This is the fourth blog in our blog series where we dive deep into the CNCF Sandbox. Our last blog entry in the series showcased using Ambassadors’s Telepresence v2 to:

  • enable a team-based local development workflow
  • locally develop applications against a remote Kubernetes cluster
  • debug applications within a Kubernetes cluster

This time, Telepresence will be making a sneaky guest appearance as we explore and demonstrate using Kubernetes Event-driven Autoscaling (KEDA) to autoscale workloads (e.g. applications) within a Kubernetes cluster.

With KEDA we’ll be able to easily trigger the automatic scaling of a workload (up or down) using events/data from various vendors, databases, messaging, systems, CI/CD and more. Examples include; RabbitMQ, Postgresql, MongoDB, AWS SQS Queue, Azure Storage Queue, etc but for this blog, I’ve decided to go with Prometheus and Redis due to the simplicity for setting up the demos.

The list of event sources can be found here.

HPA and KEDA

Kubernetes does offer a built-in solution for autoscaling in the form of the Horizontal Pod Autoscaler (HPA). However, it lacks certain features and has several limitations. KEDA extends the functionality of the HPA; enhancing it with additional functionality and resolving the HPA limitations. As you use KEDA you may notice a HPA object in your Kubernetes cluster, created by KEDA.

## Work to be completed
Using the KEDA blog post above, explain why Prometheus and Redis were picked as the event sources for its demos.

## Given entries
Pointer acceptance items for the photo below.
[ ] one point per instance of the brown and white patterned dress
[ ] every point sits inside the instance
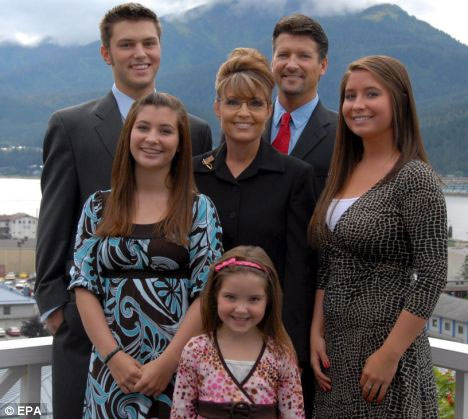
(387, 253)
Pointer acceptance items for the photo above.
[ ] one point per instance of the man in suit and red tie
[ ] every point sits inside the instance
(300, 125)
(78, 149)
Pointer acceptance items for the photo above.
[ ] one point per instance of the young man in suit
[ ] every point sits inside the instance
(78, 149)
(300, 48)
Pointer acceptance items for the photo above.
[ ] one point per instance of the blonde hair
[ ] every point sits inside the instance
(245, 72)
(271, 324)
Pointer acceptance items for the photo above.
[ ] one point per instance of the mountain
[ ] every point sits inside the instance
(38, 80)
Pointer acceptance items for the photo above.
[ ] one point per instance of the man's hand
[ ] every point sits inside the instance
(54, 321)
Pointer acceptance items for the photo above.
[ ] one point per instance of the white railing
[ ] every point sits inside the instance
(24, 358)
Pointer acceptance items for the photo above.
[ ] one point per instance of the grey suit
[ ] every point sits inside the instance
(315, 145)
(78, 150)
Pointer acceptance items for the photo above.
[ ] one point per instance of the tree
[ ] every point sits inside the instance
(33, 328)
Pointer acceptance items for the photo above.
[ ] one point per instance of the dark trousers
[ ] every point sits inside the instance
(308, 388)
(71, 350)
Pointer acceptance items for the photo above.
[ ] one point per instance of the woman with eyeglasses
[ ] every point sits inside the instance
(263, 197)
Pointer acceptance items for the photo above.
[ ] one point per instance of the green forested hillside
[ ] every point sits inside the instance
(38, 80)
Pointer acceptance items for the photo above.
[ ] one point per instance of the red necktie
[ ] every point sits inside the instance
(281, 142)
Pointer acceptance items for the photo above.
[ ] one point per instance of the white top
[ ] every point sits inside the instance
(239, 369)
(336, 209)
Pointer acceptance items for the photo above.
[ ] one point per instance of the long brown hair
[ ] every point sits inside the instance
(349, 149)
(271, 324)
(120, 204)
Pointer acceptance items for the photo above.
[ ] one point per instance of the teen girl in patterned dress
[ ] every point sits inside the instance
(244, 365)
(142, 257)
(381, 228)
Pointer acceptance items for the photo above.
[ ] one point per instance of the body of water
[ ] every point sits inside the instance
(24, 195)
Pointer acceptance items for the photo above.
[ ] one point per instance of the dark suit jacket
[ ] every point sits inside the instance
(315, 145)
(269, 205)
(78, 149)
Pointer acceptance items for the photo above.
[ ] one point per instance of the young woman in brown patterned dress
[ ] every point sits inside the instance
(380, 226)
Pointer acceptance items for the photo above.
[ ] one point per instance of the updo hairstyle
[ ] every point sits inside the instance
(245, 72)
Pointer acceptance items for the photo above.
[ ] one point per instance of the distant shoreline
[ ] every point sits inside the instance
(19, 177)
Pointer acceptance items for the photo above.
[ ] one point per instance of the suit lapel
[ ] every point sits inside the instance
(312, 135)
(109, 123)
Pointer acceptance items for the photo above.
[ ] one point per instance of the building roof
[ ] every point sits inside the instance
(16, 216)
(9, 296)
(452, 308)
(13, 244)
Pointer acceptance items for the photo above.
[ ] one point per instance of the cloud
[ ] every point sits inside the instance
(66, 22)
(76, 21)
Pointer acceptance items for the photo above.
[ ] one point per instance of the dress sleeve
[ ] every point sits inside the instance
(185, 394)
(425, 220)
(205, 245)
(85, 270)
(323, 269)
(290, 399)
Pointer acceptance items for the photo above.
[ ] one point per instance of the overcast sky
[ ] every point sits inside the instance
(76, 21)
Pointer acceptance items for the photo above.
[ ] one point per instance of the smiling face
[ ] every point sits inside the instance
(367, 107)
(241, 302)
(245, 123)
(297, 68)
(134, 53)
(154, 138)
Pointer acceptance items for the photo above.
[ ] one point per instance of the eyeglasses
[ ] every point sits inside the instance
(254, 104)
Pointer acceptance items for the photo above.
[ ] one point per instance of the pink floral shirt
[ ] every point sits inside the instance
(203, 375)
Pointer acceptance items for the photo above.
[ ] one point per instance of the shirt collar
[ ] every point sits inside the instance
(124, 102)
(299, 116)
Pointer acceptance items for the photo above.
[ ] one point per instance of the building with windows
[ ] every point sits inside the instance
(450, 319)
(18, 226)
(15, 307)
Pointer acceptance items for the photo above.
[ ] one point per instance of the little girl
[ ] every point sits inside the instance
(244, 365)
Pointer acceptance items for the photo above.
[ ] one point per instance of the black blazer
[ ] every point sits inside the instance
(269, 205)
(78, 150)
(315, 145)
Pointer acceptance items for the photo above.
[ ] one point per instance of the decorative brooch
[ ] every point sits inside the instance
(208, 162)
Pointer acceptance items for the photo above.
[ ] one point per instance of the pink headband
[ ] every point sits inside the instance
(235, 262)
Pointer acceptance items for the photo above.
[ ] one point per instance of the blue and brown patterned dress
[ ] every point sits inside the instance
(145, 284)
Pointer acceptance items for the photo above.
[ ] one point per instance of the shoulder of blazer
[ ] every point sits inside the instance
(100, 107)
(324, 115)
(196, 121)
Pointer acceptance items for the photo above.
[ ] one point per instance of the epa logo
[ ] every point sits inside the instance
(34, 409)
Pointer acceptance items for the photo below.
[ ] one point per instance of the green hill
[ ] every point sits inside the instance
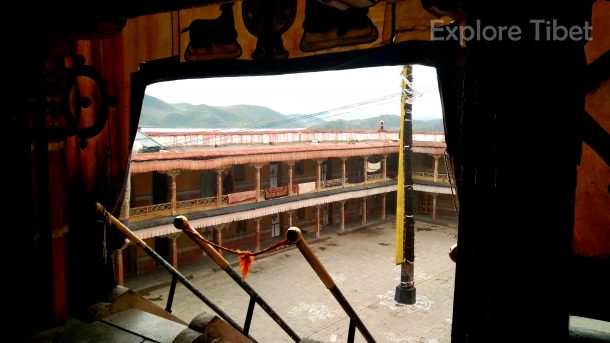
(159, 114)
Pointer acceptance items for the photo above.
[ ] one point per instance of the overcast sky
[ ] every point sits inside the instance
(334, 94)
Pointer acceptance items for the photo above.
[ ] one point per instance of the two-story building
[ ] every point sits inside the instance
(244, 189)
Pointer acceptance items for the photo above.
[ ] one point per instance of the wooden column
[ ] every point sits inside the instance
(364, 211)
(343, 173)
(218, 236)
(290, 169)
(119, 273)
(125, 207)
(58, 226)
(257, 236)
(172, 174)
(385, 167)
(218, 187)
(319, 175)
(174, 249)
(257, 178)
(318, 226)
(365, 171)
(435, 167)
(342, 219)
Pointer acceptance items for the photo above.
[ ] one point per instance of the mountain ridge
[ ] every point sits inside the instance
(159, 114)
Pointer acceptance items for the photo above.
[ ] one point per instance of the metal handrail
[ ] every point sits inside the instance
(181, 223)
(177, 276)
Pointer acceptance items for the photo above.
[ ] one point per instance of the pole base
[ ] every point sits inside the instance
(405, 295)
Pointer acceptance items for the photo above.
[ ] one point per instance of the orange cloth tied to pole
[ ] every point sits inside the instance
(245, 263)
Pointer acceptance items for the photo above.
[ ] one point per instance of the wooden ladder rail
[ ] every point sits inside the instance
(103, 213)
(295, 236)
(181, 223)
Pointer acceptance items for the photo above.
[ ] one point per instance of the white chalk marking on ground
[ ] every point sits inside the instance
(314, 311)
(393, 337)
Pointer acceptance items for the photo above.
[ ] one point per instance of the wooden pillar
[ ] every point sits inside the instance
(218, 236)
(435, 167)
(173, 249)
(258, 181)
(172, 174)
(343, 173)
(364, 211)
(319, 175)
(218, 187)
(119, 273)
(290, 169)
(58, 226)
(318, 226)
(257, 236)
(342, 219)
(365, 171)
(125, 207)
(385, 168)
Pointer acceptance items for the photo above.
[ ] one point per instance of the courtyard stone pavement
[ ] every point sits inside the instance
(361, 262)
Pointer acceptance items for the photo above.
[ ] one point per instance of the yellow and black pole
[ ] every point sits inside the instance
(405, 222)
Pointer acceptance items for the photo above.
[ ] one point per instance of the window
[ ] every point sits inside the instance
(239, 172)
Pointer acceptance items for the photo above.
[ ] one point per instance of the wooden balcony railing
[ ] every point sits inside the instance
(429, 176)
(186, 206)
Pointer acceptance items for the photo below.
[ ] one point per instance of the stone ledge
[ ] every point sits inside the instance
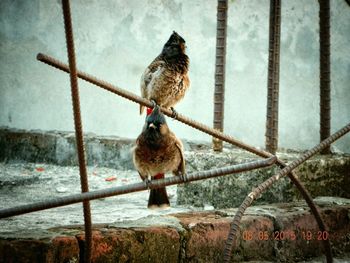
(193, 237)
(322, 175)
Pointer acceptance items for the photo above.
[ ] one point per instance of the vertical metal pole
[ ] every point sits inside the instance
(271, 134)
(220, 64)
(325, 90)
(78, 127)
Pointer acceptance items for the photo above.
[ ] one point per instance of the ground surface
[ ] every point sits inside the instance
(23, 183)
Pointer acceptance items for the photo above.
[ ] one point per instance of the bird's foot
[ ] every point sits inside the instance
(147, 182)
(154, 104)
(184, 177)
(174, 114)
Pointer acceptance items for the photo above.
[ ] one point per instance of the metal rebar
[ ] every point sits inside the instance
(271, 134)
(201, 127)
(266, 184)
(325, 72)
(76, 198)
(220, 65)
(78, 127)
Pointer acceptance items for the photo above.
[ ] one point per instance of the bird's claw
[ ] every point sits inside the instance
(147, 182)
(174, 114)
(154, 104)
(184, 177)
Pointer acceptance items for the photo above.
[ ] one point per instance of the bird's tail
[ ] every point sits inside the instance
(141, 109)
(158, 197)
(149, 110)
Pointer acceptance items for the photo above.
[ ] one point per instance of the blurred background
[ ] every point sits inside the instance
(116, 40)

## Task answer
They were picked because they are simple to set up for the demos. KEDA can also use many other sources, such as RabbitMQ, Postgresql, MongoDB, AWS SQS Queue and Azure Storage Queue.